18     In the ordinary school of medicine, the efforts made by nature for the relief of the organism in diseases where no medicine was given, were regarded as models of treatment worthy of imitation. But this was a great error. The pitiable and highly imperfect efforts of the vital force to relieve itself in acute diseases is a spectacle that should excite our compassion, and command the aid of all the powers of our rational mind, to terminate the self-inflicted torture by a real cure. If nature is unable to cure homœopathically a disease already existing in the organism, by the production of another fresh malady similar to it (§§ 43-46), which very rarely lies in her power (§ 50), and if to the organism alone is left the task of overcoming, by its own forces without external aid, a disease newly contracted (in cases of chronic miasms its power of resistance is quite inefficacious), we then witness nought but painful, often dangerous, efforts of nature to save the individual at whatever cost, which often terminate in extinction of the earthly existence, in death.
     Little as we mortals know of the operations that take place in the interior economy in health—which must be hidden from us as certainly as they are patent to the eye of the all-seeing Creator and Preserver of his creatures—just as little can we perceive the operations that go on in the interior in disturbed conditions of life, in diseases. The internal operations in diseases are manifested only by the visible changes, the sufferings and the symptoms, whereby alone our life betrays the inward disturbance; so that in no given case can we ascertain which of the morbid symptoms are caused by the primary action of the morbific agent, which by the reaction of the vital force for its own relief. Both are inextricably mixed up together before our eyes, and only present to us an outwardly reflected picture of the entire internal malady, for the fruitless efforts of unassisted vitality to terminate the sufferings are themselves sufferings of the whole organism. Hence, even in those evacuations termed crises, which nature generally produces at the termination of diseases which run a rapid course, there is frequently more of suffering than of efficacious relief.

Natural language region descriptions
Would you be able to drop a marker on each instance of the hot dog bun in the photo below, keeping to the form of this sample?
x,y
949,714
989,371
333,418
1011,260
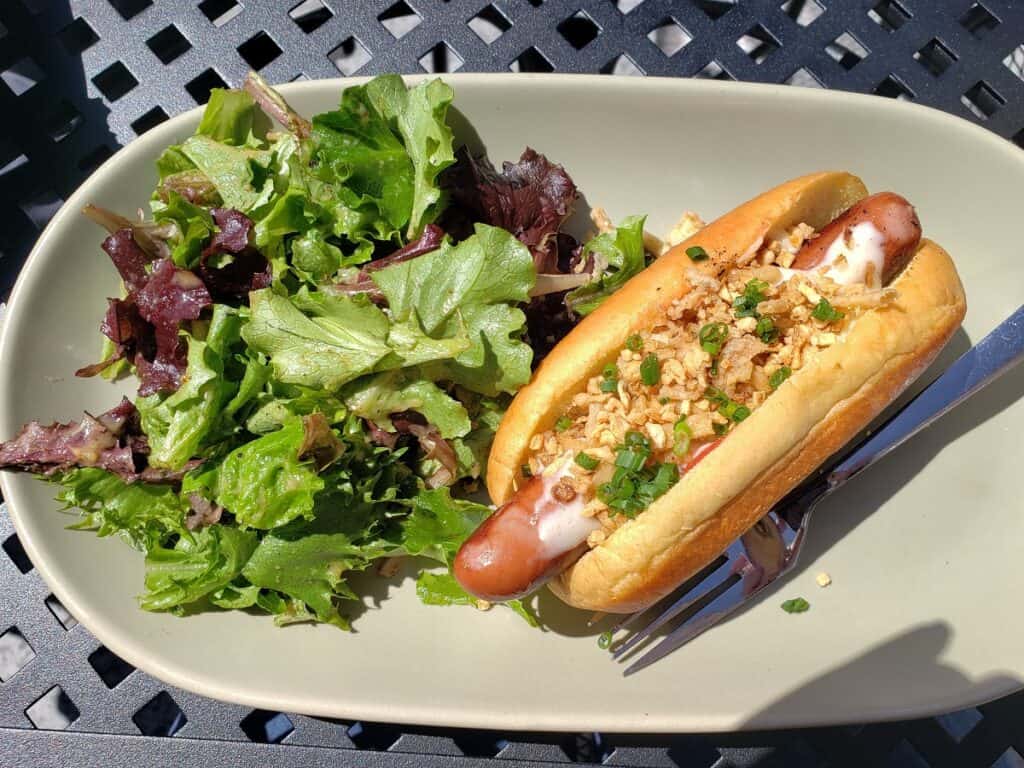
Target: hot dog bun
x,y
811,415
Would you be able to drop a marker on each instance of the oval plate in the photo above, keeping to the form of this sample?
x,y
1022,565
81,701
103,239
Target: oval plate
x,y
923,549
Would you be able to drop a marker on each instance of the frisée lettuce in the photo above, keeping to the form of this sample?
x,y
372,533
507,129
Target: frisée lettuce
x,y
323,347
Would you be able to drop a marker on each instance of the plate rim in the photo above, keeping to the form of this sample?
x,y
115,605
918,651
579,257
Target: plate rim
x,y
135,652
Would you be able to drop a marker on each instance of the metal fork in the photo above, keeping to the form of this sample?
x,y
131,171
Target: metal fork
x,y
770,548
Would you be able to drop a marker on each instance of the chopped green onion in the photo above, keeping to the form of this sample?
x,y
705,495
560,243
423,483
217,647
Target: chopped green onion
x,y
779,376
712,337
630,460
766,331
636,439
650,370
696,253
747,303
666,476
796,605
826,312
726,407
635,484
682,434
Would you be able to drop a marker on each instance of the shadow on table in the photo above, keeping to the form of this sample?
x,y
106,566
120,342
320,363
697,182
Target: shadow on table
x,y
864,495
902,663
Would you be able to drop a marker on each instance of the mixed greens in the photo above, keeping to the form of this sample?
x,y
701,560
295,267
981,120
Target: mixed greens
x,y
327,320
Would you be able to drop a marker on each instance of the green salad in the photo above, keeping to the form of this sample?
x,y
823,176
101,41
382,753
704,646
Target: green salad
x,y
326,321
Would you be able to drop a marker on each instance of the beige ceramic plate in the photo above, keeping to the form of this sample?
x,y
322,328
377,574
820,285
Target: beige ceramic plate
x,y
923,614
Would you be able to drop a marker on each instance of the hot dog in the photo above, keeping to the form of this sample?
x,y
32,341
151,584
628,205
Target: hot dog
x,y
814,307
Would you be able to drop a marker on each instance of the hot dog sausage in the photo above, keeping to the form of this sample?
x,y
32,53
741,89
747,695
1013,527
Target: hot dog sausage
x,y
542,530
539,534
882,228
532,538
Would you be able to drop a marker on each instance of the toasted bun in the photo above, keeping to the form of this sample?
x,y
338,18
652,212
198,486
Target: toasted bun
x,y
808,418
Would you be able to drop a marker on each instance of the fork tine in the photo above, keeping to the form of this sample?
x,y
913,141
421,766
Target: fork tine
x,y
681,599
675,598
718,602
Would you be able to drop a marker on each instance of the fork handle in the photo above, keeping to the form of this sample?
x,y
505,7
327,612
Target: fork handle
x,y
981,365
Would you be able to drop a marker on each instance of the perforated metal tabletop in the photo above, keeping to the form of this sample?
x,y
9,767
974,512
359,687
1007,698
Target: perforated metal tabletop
x,y
80,79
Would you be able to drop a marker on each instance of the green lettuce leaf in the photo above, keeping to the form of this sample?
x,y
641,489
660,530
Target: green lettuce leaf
x,y
140,513
378,157
437,524
195,566
311,567
420,116
193,227
180,424
376,397
619,256
473,285
230,118
268,481
345,338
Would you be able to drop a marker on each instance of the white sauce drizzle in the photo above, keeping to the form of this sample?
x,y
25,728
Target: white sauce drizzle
x,y
562,527
860,247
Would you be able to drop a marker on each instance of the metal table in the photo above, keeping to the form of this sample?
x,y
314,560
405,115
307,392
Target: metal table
x,y
81,79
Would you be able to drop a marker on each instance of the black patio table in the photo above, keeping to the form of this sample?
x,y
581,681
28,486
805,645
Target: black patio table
x,y
80,79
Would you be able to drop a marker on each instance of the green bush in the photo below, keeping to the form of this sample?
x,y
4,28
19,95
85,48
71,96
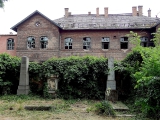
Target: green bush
x,y
9,74
79,77
104,108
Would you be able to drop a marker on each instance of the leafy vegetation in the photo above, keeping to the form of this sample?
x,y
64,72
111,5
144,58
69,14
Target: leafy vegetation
x,y
104,108
79,77
9,74
142,66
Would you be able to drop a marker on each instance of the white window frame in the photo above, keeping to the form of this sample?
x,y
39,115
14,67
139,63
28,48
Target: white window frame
x,y
68,43
31,42
86,43
144,41
105,41
44,42
124,43
10,44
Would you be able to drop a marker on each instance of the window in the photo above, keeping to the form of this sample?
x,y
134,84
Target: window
x,y
10,44
105,42
44,42
144,41
68,43
31,42
86,43
124,42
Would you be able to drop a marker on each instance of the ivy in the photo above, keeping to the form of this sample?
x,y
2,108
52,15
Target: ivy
x,y
79,77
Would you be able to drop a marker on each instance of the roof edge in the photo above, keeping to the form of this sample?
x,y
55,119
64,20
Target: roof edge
x,y
35,12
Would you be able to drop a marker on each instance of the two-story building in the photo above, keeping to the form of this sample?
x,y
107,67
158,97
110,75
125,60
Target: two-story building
x,y
41,38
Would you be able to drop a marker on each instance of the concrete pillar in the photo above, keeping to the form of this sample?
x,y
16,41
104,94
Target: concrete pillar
x,y
134,11
106,11
149,13
23,87
66,12
97,12
140,10
111,83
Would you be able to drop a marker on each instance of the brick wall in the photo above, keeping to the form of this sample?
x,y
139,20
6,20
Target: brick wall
x,y
56,37
46,28
96,44
3,44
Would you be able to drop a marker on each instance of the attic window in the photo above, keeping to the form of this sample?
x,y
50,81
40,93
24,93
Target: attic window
x,y
44,42
31,42
105,42
37,23
124,42
68,43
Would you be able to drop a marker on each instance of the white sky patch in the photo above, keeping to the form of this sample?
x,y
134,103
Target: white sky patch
x,y
16,10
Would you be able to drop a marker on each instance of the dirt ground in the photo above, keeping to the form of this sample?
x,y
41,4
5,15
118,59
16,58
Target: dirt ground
x,y
76,111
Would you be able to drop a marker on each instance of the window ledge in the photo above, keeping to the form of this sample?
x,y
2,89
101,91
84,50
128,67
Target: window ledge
x,y
105,49
124,50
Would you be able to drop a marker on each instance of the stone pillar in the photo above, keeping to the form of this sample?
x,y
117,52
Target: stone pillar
x,y
134,11
23,87
97,12
149,13
52,85
111,83
106,11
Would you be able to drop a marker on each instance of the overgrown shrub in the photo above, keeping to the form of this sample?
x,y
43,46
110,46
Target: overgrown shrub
x,y
79,77
104,108
9,74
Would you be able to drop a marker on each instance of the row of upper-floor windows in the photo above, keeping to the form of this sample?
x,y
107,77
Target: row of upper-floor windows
x,y
105,42
31,42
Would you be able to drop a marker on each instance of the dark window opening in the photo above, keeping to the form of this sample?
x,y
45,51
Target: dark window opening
x,y
44,42
144,41
114,37
86,43
31,42
10,44
68,43
124,43
105,42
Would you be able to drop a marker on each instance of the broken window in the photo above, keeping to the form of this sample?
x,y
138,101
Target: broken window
x,y
144,41
44,42
10,44
68,43
105,42
31,42
124,42
86,43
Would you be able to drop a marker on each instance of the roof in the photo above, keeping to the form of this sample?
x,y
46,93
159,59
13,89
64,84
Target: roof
x,y
32,14
113,21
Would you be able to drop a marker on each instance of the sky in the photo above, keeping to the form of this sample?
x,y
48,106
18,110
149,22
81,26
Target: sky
x,y
16,10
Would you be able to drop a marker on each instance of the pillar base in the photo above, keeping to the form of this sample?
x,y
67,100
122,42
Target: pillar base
x,y
113,96
23,90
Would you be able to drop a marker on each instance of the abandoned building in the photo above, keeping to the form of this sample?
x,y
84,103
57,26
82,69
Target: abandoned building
x,y
41,38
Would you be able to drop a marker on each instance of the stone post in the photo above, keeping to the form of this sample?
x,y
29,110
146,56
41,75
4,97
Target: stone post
x,y
52,85
23,87
111,83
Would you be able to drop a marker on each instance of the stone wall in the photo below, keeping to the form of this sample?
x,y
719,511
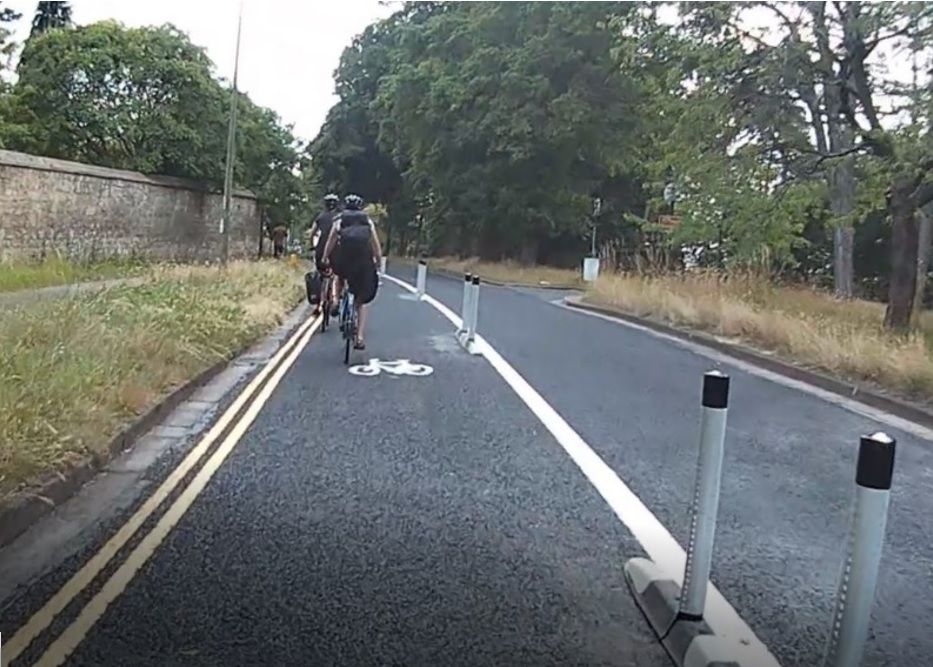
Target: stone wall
x,y
84,212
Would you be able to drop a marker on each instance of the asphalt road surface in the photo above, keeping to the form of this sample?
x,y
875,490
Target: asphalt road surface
x,y
435,521
382,520
788,474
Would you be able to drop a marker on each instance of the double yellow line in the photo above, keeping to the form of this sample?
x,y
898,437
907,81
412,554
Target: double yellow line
x,y
230,427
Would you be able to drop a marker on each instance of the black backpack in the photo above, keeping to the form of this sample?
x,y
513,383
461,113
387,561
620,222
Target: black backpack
x,y
355,241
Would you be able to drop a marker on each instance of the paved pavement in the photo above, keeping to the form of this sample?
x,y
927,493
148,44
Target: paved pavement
x,y
436,521
380,520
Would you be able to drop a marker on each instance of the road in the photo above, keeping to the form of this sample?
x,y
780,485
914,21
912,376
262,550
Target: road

__Tasks to perform__:
1 – Answer from the passage on nature's efforts in disease:
(a) What did the ordinary school of medicine regard as models of treatment worthy of imitation?
(b) By what alone are the internal operations in diseases manifested?
(c) In the evacuations termed crises, what is there frequently more of than efficacious relief?
2 – Carry on the passage on nature's efforts in disease, picking up after its final sentence.

__Answers provided__:
1 –
(a) The efforts made by nature for the relief of the organism in diseases where no medicine was given.
(b) By the visible changes, the sufferings and the symptoms.
(c) Suffering.

2 –
     What the vital force does in these so-called crises, and how it does it, remains a mystery to us, like all the internal operations of the organic vital economy. One thing, however, is certain: that in all these efforts more or less of the affected parts are sacrificed and destroyed in order to save the rest. These self-aiding operations of the vital force for the removal of an acute disease, performed only in obedience to the laws of organic life and not guided by the reflection of an intellect, are mostly but a species of allopathy; in order to relieve the primarily affected organ by a crisis, an increased, often violent, activity is excited in the excretory organs, to draw away the disease from the former to the latter; there ensue vomitings, purgings, diuresis, diaphoresis, abscesses, etc., in order, by this irritation of distant parts, to effect a sort of derivation from the primarily diseased part, and the dynamically affected nervous power seems to unload itself in the material product.
     It is only by the destruction and sacrifice of a portion of the organism itself that unaided nature can save the patient in acute diseases, and, if death do not ensue, restore, though only slowly and imperfectly, the harmony of life—health.
     The great weakness of the parts which had been exposed to the disease, and even of the whole body, the emaciation, etc., remaining after spontaneous cures, are convincing proofs of this.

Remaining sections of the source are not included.